┌────────

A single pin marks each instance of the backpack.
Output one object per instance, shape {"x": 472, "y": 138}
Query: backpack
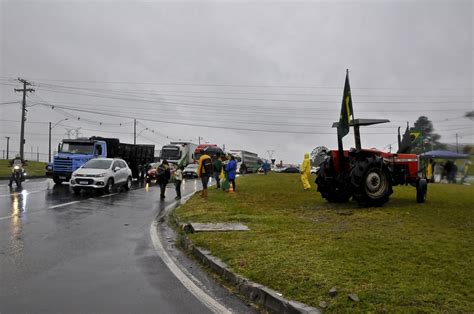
{"x": 160, "y": 171}
{"x": 207, "y": 166}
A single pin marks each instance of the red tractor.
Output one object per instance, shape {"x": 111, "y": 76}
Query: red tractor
{"x": 367, "y": 175}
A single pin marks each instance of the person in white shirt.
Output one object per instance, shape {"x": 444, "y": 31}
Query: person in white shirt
{"x": 178, "y": 178}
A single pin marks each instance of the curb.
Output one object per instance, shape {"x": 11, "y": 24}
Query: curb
{"x": 253, "y": 292}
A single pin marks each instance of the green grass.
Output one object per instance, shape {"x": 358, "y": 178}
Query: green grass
{"x": 33, "y": 168}
{"x": 401, "y": 257}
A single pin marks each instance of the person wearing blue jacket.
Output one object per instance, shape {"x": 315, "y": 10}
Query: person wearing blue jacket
{"x": 231, "y": 170}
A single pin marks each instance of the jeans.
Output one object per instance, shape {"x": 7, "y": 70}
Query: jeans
{"x": 177, "y": 185}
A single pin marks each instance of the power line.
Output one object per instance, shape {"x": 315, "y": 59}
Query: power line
{"x": 141, "y": 91}
{"x": 250, "y": 85}
{"x": 124, "y": 93}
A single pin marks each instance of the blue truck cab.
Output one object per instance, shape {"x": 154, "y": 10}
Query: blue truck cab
{"x": 72, "y": 154}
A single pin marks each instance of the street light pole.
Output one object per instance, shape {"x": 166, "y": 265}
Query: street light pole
{"x": 50, "y": 128}
{"x": 8, "y": 145}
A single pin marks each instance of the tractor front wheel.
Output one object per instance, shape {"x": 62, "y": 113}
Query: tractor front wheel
{"x": 421, "y": 190}
{"x": 370, "y": 182}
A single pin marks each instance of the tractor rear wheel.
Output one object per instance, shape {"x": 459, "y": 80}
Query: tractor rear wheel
{"x": 421, "y": 190}
{"x": 370, "y": 182}
{"x": 328, "y": 186}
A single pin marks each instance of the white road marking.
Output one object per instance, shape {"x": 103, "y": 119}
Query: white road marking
{"x": 189, "y": 284}
{"x": 7, "y": 217}
{"x": 64, "y": 204}
{"x": 19, "y": 193}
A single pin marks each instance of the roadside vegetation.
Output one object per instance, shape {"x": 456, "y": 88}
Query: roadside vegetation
{"x": 401, "y": 257}
{"x": 33, "y": 168}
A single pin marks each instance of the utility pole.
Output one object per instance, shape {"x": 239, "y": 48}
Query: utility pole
{"x": 134, "y": 131}
{"x": 457, "y": 145}
{"x": 23, "y": 112}
{"x": 8, "y": 144}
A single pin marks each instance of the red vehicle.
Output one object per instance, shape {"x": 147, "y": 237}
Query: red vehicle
{"x": 367, "y": 175}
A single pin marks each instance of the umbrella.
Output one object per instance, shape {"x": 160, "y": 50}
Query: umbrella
{"x": 213, "y": 150}
{"x": 444, "y": 154}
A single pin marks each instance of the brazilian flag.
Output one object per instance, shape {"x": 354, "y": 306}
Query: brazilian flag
{"x": 346, "y": 110}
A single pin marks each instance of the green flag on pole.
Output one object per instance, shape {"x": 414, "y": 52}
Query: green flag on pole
{"x": 346, "y": 110}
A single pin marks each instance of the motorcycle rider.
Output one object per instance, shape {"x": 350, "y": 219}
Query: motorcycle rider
{"x": 14, "y": 162}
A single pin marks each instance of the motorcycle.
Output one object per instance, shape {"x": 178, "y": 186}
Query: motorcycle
{"x": 18, "y": 174}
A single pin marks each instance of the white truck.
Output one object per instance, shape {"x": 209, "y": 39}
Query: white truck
{"x": 247, "y": 162}
{"x": 178, "y": 153}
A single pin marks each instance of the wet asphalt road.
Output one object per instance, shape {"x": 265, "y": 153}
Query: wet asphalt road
{"x": 90, "y": 253}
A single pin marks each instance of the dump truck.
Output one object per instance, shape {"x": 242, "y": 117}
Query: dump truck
{"x": 73, "y": 153}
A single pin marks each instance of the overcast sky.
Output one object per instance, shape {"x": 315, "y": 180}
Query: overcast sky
{"x": 228, "y": 70}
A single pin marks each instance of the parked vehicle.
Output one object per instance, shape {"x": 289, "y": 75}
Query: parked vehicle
{"x": 18, "y": 173}
{"x": 178, "y": 153}
{"x": 367, "y": 175}
{"x": 190, "y": 171}
{"x": 102, "y": 174}
{"x": 73, "y": 153}
{"x": 211, "y": 149}
{"x": 247, "y": 162}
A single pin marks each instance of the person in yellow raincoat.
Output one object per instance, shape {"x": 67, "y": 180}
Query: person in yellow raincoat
{"x": 306, "y": 172}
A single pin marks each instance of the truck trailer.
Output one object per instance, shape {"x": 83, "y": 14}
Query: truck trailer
{"x": 178, "y": 153}
{"x": 247, "y": 162}
{"x": 73, "y": 153}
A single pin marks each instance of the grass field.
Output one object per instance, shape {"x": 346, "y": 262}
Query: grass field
{"x": 403, "y": 257}
{"x": 33, "y": 168}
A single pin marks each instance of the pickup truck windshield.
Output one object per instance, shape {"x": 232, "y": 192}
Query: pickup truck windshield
{"x": 97, "y": 164}
{"x": 77, "y": 148}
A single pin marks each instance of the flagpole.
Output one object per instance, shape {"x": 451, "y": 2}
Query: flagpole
{"x": 356, "y": 127}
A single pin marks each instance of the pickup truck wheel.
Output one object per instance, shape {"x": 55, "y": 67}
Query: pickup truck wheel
{"x": 109, "y": 186}
{"x": 128, "y": 185}
{"x": 57, "y": 180}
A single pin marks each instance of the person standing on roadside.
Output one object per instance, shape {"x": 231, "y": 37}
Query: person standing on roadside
{"x": 163, "y": 177}
{"x": 217, "y": 167}
{"x": 231, "y": 170}
{"x": 178, "y": 178}
{"x": 205, "y": 171}
{"x": 306, "y": 172}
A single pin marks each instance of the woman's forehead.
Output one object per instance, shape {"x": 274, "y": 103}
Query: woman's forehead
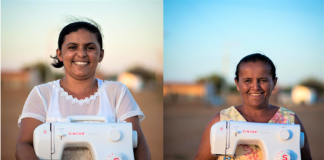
{"x": 81, "y": 35}
{"x": 254, "y": 69}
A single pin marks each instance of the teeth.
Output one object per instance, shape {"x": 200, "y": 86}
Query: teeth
{"x": 81, "y": 63}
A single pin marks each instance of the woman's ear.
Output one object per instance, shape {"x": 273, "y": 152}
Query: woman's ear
{"x": 59, "y": 55}
{"x": 236, "y": 83}
{"x": 275, "y": 83}
{"x": 102, "y": 53}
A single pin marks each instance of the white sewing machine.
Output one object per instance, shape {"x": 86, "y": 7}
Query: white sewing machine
{"x": 276, "y": 141}
{"x": 106, "y": 141}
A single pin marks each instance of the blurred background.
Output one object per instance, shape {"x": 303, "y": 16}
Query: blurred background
{"x": 133, "y": 43}
{"x": 205, "y": 40}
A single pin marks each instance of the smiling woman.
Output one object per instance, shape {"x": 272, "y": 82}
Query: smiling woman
{"x": 255, "y": 80}
{"x": 78, "y": 93}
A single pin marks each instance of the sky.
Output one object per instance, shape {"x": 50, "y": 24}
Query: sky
{"x": 132, "y": 30}
{"x": 206, "y": 37}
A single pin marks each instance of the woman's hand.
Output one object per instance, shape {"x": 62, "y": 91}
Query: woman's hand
{"x": 204, "y": 151}
{"x": 24, "y": 147}
{"x": 142, "y": 151}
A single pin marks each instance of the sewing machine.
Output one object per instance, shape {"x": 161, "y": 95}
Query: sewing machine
{"x": 276, "y": 141}
{"x": 106, "y": 141}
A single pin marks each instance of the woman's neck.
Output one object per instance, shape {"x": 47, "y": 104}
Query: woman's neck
{"x": 79, "y": 89}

└────────

Print the entries above exactly, taking out only the pictures.

A single pin marks each instance of the backpack.
Output one object per instance, shape {"x": 472, "y": 138}
Query: backpack
{"x": 160, "y": 171}
{"x": 207, "y": 166}
A single pin marks each instance of the red tractor.
Output one object per instance, shape {"x": 111, "y": 76}
Query: red tractor
{"x": 367, "y": 175}
A single pin marks each instance of the person in white shirt.
Output one object per instance, shape {"x": 444, "y": 31}
Query: person in white shirt
{"x": 178, "y": 178}
A single pin marks each instance of the curb.
Output one object per instance, shape {"x": 11, "y": 24}
Query: curb
{"x": 253, "y": 292}
A single pin marks each instance of the green grass.
Output one object per instance, shape {"x": 358, "y": 178}
Query: green grass
{"x": 33, "y": 168}
{"x": 401, "y": 257}
A single pin marks each instance of the person wearing blue jacket.
Output one object per instance, shape {"x": 315, "y": 10}
Query: person wearing blue jacket
{"x": 231, "y": 170}
A single pin marks each instance of the jeans.
Output one object per instance, shape {"x": 7, "y": 70}
Query: jeans
{"x": 177, "y": 185}
A single pin marks each instance of the power line.
Output one object per instance, shape {"x": 315, "y": 59}
Query: power line
{"x": 141, "y": 91}
{"x": 250, "y": 85}
{"x": 124, "y": 93}
A single pin marks each instance of the blue truck cab.
Output one object per instance, shape {"x": 154, "y": 10}
Query: blue truck cab
{"x": 72, "y": 154}
A single pin marks each instance of the street light pole.
Output one object per instance, shape {"x": 166, "y": 265}
Query: street light pole
{"x": 50, "y": 128}
{"x": 8, "y": 145}
A single pin marks each instance of the tractor front wheel.
Output one object per instance, shape {"x": 62, "y": 113}
Query: tractor front wheel
{"x": 421, "y": 190}
{"x": 370, "y": 182}
A single pin marks each instance of the tractor rear wheel.
Output one object per instance, shape {"x": 459, "y": 80}
Query: tractor rear wheel
{"x": 421, "y": 190}
{"x": 370, "y": 182}
{"x": 328, "y": 186}
A single pin marks each instance of the white road marking.
Output one object per instance, shape {"x": 103, "y": 119}
Query: white road marking
{"x": 189, "y": 284}
{"x": 7, "y": 217}
{"x": 64, "y": 204}
{"x": 19, "y": 193}
A single pin marks each instance of the roadside vegetation.
Output one object per instance, shape {"x": 456, "y": 88}
Query: roadside vegetation
{"x": 401, "y": 257}
{"x": 33, "y": 168}
A single pin marks each instance of the utility pole.
Output one object per instance, shape {"x": 239, "y": 48}
Query: utility pole
{"x": 134, "y": 131}
{"x": 457, "y": 145}
{"x": 23, "y": 112}
{"x": 8, "y": 144}
A single pin marks each instance of the red vehicle.
Output one object per instance, shape {"x": 147, "y": 237}
Query: red vehicle
{"x": 367, "y": 175}
A single pin marks each instance of the umbrella.
Output one object per instance, shape {"x": 160, "y": 50}
Query: umbrella
{"x": 213, "y": 150}
{"x": 444, "y": 154}
A single pin marks each instance of the brazilian flag.
Output one object per instance, shape {"x": 354, "y": 306}
Query: brazilian flag
{"x": 346, "y": 110}
A single pin marks each instance of the green flag on pole.
Output one object per instance, shape {"x": 414, "y": 52}
Query: green flag on pole
{"x": 346, "y": 110}
A single pin marks each instance of the motorcycle rider.
Output one object per instance, shape {"x": 350, "y": 219}
Query: motorcycle rider
{"x": 14, "y": 162}
A single pin marks each instance of the motorcycle.
Output one object per instance, shape {"x": 178, "y": 186}
Query: motorcycle
{"x": 18, "y": 174}
A single pin marks each instance of the white truck.
Output one object per instance, shape {"x": 209, "y": 39}
Query: white truck
{"x": 247, "y": 162}
{"x": 178, "y": 153}
A single pin marks each instance of the wet asphalt road.
Output one object per instance, shape {"x": 265, "y": 153}
Query: wet asphalt road
{"x": 90, "y": 253}
A single pin marks each instance of the dump truck.
Output one object per instance, shape {"x": 242, "y": 117}
Query: dump truck
{"x": 73, "y": 153}
A single pin marks each instance of the overcast sky.
Output one object per instance, shape {"x": 315, "y": 180}
Query: overcast sky
{"x": 228, "y": 70}
A single pin marks each instance of the parked vehicle.
Output one object per instance, shape {"x": 289, "y": 75}
Query: parked vehicle
{"x": 18, "y": 173}
{"x": 178, "y": 153}
{"x": 367, "y": 175}
{"x": 190, "y": 171}
{"x": 102, "y": 174}
{"x": 73, "y": 153}
{"x": 211, "y": 149}
{"x": 247, "y": 162}
A single pin marks each instance of the person in yellow raincoat.
Output one object per instance, shape {"x": 67, "y": 180}
Query: person in yellow raincoat
{"x": 306, "y": 172}
A single pin marks each instance of the truck trailer.
Output one object per instance, shape {"x": 83, "y": 14}
Query: truck trailer
{"x": 178, "y": 153}
{"x": 247, "y": 162}
{"x": 73, "y": 153}
A single pin marks each instance of the grass field.
Output one object per instance, shape {"x": 346, "y": 262}
Query: grass field
{"x": 403, "y": 257}
{"x": 33, "y": 168}
A single pin marks each instance of the pickup truck windshield.
Output one object per instance, shape {"x": 232, "y": 192}
Query: pickup truck windshield
{"x": 97, "y": 164}
{"x": 77, "y": 148}
A single pin marks each instance of the flagpole.
Output one object per instance, shape {"x": 451, "y": 2}
Query: flagpole
{"x": 356, "y": 127}
A single pin marks each instance of the pickup truck wheel.
Output one object per instance, shape {"x": 55, "y": 67}
Query: pickup truck wheel
{"x": 109, "y": 186}
{"x": 128, "y": 185}
{"x": 57, "y": 180}
A single pin marks each instance of the person standing on roadside.
Output one object per instance, shape {"x": 231, "y": 37}
Query: person standing on roadside
{"x": 163, "y": 177}
{"x": 217, "y": 167}
{"x": 231, "y": 170}
{"x": 178, "y": 178}
{"x": 205, "y": 171}
{"x": 306, "y": 172}
A single pin marks each instance of the woman's forehead.
Output one object per instance, shape {"x": 274, "y": 103}
Query: woman's forehead
{"x": 81, "y": 35}
{"x": 254, "y": 69}
A single pin marks each instance of the teeth.
Output one object per instance, shape {"x": 200, "y": 86}
Query: teeth
{"x": 81, "y": 63}
A single pin marks each instance of the woman's ear.
Output one object per instance, shape {"x": 273, "y": 152}
Query: woman's ear
{"x": 59, "y": 55}
{"x": 236, "y": 83}
{"x": 275, "y": 83}
{"x": 102, "y": 53}
A single pin marks each instance of the white sewing machine.
Output one object per instance, shape {"x": 86, "y": 7}
Query: white sewing machine
{"x": 276, "y": 141}
{"x": 106, "y": 141}
A single pin marks each instance of the blurred background.
Output one object per instance, shape {"x": 303, "y": 16}
Query: blurred background
{"x": 133, "y": 43}
{"x": 205, "y": 40}
A single pin marks each instance of the smiling woman.
Output one object per instance, shape {"x": 272, "y": 82}
Query: smiling woman
{"x": 255, "y": 80}
{"x": 78, "y": 93}
A single pin marks each instance of the sky.
Output one object per instance, shape {"x": 50, "y": 24}
Query: sky
{"x": 132, "y": 30}
{"x": 206, "y": 37}
A single pin marks each instance of the woman's hand.
Output one object per instance, shape {"x": 62, "y": 91}
Query: woman's hand
{"x": 204, "y": 151}
{"x": 24, "y": 147}
{"x": 142, "y": 151}
A single pin marks each instance of the sewing machine.
Output one object per instance, shape {"x": 161, "y": 95}
Query: sewing machine
{"x": 276, "y": 141}
{"x": 106, "y": 141}
A single pin marks each instance of the woman's neck.
Output one object per instance, shape {"x": 47, "y": 104}
Query: woman's neck
{"x": 79, "y": 89}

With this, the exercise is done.